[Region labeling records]
START
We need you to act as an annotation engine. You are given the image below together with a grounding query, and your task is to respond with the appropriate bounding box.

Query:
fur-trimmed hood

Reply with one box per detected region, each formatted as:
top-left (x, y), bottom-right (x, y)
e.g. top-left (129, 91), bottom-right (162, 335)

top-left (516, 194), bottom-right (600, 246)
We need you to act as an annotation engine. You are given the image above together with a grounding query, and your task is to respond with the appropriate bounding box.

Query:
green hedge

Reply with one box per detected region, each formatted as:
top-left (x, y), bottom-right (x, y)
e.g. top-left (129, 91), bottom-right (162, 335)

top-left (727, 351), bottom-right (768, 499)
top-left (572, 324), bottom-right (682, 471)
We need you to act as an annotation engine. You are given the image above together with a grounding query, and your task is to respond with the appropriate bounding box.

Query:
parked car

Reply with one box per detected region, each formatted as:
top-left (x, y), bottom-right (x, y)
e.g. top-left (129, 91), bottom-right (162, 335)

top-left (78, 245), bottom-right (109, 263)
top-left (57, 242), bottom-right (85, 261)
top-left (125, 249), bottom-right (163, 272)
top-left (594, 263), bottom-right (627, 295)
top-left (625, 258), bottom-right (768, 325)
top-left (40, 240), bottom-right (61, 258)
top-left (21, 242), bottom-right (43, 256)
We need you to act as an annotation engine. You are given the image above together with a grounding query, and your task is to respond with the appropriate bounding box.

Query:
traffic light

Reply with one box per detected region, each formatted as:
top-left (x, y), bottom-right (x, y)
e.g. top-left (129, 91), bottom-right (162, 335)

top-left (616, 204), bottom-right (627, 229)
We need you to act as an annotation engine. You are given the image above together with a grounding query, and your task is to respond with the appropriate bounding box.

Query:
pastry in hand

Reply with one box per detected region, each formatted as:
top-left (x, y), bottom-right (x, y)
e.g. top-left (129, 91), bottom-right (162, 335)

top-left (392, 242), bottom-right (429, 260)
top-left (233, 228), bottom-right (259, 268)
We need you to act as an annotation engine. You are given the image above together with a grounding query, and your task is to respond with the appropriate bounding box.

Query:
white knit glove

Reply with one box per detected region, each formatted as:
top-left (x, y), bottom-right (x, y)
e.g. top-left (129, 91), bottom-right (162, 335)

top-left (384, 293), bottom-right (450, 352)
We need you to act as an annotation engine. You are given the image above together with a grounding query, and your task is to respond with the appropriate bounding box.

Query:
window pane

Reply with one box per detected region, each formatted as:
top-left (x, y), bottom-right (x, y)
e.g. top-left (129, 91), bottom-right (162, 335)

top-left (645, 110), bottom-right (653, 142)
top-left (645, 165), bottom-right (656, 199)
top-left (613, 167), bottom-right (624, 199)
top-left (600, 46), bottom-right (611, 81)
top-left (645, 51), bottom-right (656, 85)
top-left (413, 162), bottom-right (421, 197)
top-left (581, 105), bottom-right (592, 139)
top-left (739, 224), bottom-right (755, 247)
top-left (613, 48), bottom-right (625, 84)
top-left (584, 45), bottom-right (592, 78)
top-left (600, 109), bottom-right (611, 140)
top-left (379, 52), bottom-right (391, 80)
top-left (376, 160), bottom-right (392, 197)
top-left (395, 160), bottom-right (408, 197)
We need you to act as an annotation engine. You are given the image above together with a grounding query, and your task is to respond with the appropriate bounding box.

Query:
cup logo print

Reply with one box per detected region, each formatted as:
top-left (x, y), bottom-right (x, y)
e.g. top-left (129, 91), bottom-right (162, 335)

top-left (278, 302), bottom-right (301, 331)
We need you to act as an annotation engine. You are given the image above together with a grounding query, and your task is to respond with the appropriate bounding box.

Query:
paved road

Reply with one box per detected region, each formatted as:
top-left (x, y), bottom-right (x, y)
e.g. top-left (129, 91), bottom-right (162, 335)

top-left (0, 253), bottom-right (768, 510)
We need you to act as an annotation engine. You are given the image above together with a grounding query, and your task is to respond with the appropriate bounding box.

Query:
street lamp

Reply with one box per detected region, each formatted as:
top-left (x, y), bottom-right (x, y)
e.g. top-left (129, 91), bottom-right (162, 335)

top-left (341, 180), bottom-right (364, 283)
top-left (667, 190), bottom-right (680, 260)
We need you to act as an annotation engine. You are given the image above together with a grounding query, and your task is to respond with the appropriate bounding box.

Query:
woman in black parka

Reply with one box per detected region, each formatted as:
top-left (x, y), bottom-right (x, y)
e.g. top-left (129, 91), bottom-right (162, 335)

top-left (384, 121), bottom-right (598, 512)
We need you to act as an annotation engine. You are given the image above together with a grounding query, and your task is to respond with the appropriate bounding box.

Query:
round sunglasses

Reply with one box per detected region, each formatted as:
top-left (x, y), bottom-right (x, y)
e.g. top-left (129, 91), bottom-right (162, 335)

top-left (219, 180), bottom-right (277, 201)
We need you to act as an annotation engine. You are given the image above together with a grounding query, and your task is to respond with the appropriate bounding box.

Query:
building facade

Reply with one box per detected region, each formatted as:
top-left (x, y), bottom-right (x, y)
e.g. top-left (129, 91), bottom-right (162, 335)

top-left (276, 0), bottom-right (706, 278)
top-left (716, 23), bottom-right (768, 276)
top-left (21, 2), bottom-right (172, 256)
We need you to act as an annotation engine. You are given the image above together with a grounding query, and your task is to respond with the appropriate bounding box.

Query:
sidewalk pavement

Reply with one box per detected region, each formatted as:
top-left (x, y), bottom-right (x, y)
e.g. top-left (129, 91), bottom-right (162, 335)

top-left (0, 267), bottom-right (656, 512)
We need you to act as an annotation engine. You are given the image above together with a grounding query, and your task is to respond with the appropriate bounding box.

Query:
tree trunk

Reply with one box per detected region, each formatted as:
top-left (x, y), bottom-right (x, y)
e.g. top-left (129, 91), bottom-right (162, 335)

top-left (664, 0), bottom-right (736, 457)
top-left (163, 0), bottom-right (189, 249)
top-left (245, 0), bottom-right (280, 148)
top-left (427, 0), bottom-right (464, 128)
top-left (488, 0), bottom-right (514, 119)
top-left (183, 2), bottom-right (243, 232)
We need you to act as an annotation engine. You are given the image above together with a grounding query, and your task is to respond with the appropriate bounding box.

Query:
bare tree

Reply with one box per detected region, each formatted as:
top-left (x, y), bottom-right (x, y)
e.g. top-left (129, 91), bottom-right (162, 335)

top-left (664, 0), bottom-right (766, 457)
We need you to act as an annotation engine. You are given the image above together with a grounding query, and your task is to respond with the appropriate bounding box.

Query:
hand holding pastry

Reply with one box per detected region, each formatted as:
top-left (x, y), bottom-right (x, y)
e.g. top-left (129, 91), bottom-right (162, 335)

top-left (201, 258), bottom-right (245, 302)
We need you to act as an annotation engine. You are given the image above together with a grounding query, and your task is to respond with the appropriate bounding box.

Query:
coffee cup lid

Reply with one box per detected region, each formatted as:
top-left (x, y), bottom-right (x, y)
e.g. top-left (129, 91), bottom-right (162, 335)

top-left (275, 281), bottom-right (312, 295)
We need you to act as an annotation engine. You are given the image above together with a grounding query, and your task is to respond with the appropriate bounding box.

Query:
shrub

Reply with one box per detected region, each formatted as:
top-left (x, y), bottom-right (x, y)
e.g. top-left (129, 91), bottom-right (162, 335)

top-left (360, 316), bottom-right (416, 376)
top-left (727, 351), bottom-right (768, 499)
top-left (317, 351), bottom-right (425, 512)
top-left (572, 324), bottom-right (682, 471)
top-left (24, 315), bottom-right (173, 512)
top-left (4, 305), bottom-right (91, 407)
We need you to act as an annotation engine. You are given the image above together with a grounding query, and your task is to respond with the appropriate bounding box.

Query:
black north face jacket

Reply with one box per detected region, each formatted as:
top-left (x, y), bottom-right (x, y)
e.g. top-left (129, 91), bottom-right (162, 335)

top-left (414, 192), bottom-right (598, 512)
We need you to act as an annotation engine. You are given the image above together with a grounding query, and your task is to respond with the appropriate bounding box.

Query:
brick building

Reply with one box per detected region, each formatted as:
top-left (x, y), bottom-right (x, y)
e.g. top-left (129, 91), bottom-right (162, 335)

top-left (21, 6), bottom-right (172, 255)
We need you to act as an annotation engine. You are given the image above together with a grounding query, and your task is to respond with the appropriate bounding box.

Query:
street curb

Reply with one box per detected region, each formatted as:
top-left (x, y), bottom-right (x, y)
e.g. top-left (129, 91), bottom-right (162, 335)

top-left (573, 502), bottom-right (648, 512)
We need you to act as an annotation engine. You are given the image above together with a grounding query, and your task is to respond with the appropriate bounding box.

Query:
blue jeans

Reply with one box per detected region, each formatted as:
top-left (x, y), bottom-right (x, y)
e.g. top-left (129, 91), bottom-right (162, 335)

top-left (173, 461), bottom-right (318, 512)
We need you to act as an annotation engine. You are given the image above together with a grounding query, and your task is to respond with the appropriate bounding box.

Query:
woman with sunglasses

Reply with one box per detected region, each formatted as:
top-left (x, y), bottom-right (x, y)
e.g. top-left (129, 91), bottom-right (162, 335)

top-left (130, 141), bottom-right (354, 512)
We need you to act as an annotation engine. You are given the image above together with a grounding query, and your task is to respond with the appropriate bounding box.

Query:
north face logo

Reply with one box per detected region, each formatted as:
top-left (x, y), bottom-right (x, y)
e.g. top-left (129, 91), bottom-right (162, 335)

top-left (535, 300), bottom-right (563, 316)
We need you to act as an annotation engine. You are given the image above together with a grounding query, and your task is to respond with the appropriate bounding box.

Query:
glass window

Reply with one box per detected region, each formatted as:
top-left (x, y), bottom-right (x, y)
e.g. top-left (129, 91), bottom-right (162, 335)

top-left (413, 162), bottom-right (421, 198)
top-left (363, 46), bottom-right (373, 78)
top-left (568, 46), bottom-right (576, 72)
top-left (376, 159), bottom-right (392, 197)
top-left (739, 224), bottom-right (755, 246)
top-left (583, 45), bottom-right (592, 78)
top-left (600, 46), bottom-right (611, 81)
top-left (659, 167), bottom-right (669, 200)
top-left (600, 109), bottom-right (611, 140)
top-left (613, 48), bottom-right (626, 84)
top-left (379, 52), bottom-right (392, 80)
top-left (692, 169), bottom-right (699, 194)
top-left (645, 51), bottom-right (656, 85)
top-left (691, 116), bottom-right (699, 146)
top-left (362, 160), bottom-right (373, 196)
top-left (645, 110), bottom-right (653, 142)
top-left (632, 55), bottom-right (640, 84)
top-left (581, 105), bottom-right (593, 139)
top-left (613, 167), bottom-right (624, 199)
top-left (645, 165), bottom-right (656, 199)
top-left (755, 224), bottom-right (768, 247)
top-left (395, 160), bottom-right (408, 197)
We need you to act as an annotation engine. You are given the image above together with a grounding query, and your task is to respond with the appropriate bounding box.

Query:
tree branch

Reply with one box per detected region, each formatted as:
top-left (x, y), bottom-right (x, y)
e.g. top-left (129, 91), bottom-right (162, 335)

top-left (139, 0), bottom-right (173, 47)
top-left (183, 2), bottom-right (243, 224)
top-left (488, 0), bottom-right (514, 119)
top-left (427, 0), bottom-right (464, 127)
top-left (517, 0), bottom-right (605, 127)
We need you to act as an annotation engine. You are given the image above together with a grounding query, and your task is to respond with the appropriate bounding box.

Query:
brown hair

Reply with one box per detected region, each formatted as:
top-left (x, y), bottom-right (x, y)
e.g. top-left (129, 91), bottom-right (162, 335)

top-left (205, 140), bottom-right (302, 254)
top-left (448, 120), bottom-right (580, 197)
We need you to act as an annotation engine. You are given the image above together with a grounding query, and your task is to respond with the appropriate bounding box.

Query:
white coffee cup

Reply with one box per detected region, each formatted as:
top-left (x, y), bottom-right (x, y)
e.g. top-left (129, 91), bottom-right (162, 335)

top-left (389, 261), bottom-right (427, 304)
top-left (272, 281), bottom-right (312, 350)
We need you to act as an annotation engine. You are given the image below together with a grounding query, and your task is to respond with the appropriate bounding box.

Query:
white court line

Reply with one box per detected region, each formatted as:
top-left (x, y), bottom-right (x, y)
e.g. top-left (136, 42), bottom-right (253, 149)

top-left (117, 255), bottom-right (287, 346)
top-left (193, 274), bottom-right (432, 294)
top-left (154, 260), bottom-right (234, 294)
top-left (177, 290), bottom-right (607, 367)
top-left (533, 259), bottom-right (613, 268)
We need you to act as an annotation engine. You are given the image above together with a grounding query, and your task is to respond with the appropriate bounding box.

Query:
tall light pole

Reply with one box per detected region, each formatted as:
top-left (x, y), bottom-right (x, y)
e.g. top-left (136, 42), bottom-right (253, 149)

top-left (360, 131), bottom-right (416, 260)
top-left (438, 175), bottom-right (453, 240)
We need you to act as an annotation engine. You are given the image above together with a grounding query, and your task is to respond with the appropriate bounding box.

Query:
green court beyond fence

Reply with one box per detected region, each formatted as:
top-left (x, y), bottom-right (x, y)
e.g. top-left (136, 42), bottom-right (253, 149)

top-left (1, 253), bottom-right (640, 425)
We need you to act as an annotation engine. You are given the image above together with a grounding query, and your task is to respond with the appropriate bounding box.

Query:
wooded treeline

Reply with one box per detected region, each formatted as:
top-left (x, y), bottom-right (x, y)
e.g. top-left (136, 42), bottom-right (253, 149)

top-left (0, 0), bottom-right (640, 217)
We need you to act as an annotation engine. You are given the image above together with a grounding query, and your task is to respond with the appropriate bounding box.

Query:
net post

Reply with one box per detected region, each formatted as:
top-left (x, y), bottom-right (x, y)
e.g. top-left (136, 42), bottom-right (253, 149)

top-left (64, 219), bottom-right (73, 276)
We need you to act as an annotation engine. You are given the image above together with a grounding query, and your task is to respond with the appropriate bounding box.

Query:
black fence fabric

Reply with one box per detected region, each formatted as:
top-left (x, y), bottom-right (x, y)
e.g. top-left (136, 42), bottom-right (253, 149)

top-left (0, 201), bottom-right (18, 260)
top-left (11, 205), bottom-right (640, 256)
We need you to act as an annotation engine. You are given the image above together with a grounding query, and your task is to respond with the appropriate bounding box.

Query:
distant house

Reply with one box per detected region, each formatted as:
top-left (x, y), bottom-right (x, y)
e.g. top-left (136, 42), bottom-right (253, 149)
END
Requirements
Copy the records verbatim from their first line through the line containing "top-left (21, 242), bottom-right (43, 256)", keeping both of those lines.

Output of the task
We need you to act as an annotation engine. You are given the image below together with a grounding query, and your task is to respond with the appropriate bounding box.

Query:
fur-trimmed hood

Reply with one box per detected region, each formatted as:
top-left (x, y), bottom-right (x, y)
e.g. top-left (129, 91), bottom-right (162, 335)

top-left (516, 194), bottom-right (600, 246)
We need you to act as an annotation engine. You are given the image above together with a grounding query, and your task is to respond with the appropriate bounding box.

Query:
green hedge

Reply with one box per detected region, each formatted as:
top-left (x, y), bottom-right (x, y)
e.g. top-left (129, 91), bottom-right (162, 335)

top-left (727, 351), bottom-right (768, 499)
top-left (572, 324), bottom-right (682, 471)
We need you to act as an annotation engine. You are given the image above together with a grounding query, and your task is to respond with the appropriate bounding box.

Query:
parked car

Reply with one box per detected region, each formatted as:
top-left (x, y), bottom-right (x, y)
e.g. top-left (129, 91), bottom-right (162, 335)

top-left (78, 245), bottom-right (109, 263)
top-left (57, 242), bottom-right (85, 261)
top-left (125, 249), bottom-right (163, 272)
top-left (594, 263), bottom-right (627, 295)
top-left (625, 258), bottom-right (768, 325)
top-left (40, 240), bottom-right (61, 258)
top-left (21, 242), bottom-right (43, 256)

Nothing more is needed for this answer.